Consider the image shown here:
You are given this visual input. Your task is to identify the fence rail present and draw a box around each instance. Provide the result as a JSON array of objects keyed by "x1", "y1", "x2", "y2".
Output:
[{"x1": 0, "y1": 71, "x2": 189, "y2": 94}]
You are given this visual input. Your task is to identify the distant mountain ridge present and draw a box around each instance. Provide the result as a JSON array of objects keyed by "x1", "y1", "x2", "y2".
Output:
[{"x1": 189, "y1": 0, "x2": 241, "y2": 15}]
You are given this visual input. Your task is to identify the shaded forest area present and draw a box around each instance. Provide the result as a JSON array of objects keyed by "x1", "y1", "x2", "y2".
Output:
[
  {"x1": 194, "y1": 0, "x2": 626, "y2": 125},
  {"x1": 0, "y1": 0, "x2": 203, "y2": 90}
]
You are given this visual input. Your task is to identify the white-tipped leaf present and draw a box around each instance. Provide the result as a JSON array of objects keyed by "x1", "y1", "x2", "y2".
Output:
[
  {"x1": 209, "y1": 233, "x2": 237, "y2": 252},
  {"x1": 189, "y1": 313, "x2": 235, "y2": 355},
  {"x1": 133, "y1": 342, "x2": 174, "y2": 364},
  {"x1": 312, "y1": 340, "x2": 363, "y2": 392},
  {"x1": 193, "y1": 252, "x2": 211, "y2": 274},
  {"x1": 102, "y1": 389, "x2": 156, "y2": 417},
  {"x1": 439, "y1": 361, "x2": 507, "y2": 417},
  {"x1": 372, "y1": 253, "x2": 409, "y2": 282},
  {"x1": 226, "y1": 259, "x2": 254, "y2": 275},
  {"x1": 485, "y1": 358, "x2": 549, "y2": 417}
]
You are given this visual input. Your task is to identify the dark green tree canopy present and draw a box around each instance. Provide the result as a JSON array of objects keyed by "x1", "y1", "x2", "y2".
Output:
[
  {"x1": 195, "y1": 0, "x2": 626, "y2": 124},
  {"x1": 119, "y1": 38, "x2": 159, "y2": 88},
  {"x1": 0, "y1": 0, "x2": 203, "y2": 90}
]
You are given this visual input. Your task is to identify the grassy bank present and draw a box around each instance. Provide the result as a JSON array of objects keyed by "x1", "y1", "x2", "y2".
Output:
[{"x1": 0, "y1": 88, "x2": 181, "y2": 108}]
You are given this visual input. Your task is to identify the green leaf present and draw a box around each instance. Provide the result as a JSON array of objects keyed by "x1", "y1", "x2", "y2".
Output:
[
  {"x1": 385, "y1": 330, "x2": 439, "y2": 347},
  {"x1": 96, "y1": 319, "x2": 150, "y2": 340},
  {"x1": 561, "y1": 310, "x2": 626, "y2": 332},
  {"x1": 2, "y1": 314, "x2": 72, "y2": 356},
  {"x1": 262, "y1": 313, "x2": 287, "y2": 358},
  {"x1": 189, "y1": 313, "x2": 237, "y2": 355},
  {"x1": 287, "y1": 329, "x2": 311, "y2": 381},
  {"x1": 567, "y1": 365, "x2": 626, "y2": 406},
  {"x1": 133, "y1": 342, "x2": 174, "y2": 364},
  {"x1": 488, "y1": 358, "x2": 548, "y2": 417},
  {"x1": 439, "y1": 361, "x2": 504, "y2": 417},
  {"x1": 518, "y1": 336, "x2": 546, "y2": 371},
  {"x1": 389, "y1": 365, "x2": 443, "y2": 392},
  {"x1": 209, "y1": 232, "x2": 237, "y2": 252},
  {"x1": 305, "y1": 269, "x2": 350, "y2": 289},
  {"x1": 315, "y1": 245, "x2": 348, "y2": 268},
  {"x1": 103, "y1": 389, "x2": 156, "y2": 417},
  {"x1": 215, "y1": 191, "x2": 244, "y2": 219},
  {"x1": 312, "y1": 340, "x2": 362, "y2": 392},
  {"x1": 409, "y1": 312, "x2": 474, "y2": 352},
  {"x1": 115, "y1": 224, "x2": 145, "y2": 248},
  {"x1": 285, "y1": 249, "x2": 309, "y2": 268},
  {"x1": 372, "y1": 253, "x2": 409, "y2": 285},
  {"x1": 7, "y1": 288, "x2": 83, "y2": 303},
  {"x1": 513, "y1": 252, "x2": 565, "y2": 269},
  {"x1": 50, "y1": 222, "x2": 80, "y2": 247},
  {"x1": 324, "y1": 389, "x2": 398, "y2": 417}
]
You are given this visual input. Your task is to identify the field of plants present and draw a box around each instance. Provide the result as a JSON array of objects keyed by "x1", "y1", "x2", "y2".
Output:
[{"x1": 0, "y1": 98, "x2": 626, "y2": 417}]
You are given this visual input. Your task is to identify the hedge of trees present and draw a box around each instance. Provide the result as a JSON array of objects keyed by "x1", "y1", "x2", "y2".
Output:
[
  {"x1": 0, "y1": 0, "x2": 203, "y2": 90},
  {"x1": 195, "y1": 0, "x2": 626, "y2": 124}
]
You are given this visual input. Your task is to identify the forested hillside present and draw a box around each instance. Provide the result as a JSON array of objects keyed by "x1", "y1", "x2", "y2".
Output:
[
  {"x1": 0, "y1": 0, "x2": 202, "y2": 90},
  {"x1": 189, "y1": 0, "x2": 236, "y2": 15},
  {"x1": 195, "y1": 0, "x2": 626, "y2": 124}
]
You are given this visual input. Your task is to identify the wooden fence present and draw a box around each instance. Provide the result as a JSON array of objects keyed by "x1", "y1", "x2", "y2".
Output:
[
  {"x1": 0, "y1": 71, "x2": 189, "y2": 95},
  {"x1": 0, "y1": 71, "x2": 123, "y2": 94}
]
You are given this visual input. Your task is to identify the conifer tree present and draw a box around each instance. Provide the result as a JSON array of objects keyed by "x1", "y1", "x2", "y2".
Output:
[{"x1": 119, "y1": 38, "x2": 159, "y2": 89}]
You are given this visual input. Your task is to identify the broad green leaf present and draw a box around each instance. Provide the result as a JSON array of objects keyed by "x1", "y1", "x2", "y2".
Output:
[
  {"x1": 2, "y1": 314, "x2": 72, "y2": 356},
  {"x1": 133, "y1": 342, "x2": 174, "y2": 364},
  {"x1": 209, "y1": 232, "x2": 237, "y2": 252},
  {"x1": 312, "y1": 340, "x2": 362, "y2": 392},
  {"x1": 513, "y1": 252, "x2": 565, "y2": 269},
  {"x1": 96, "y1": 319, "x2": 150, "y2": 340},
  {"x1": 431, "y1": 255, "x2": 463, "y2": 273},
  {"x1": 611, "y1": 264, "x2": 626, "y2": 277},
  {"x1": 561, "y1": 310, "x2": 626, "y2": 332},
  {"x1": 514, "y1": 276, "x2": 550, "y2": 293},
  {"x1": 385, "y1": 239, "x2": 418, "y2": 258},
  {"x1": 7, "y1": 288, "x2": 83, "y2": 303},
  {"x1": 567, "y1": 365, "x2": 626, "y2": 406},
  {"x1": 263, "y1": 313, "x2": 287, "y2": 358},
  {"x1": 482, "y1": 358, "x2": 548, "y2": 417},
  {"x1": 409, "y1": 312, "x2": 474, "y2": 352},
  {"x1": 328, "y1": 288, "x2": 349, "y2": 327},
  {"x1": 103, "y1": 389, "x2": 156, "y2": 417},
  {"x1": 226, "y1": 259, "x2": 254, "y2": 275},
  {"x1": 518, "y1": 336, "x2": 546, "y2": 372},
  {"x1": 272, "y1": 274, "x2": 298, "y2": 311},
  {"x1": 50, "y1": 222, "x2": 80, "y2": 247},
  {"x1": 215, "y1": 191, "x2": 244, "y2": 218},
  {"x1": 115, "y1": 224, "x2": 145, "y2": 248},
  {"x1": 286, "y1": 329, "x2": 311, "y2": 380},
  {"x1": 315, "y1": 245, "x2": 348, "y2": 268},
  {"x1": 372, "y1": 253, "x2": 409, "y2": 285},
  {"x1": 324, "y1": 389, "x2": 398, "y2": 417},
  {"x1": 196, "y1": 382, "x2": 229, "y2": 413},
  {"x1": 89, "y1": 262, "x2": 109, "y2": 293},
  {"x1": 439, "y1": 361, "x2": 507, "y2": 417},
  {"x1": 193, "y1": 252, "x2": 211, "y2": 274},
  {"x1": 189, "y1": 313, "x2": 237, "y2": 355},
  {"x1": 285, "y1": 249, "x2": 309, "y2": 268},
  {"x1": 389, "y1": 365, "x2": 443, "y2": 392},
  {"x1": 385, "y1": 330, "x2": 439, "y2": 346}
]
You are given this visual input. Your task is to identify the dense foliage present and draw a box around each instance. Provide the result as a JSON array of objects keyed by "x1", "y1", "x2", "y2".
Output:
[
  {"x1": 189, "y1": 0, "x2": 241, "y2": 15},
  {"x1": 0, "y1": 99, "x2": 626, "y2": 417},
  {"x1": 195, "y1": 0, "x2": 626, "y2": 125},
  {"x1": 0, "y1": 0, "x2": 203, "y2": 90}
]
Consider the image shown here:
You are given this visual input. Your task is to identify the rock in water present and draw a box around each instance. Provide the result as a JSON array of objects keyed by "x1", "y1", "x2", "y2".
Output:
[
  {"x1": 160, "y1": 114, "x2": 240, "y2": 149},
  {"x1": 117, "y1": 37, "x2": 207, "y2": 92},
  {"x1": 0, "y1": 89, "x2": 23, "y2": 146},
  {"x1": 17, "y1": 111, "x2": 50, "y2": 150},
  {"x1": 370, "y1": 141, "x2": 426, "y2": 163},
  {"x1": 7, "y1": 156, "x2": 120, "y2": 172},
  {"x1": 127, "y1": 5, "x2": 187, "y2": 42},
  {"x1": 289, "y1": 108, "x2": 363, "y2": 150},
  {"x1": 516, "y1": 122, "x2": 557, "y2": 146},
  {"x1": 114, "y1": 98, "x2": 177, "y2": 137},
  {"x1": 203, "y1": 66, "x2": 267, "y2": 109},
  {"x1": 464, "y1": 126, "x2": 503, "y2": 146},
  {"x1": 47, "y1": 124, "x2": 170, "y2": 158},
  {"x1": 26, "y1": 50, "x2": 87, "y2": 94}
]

WHAT YOU WILL DO: Count the lines of the records that contain the word "leaf" and give only that number.

SOLUTION TO THE EXERCISE: 3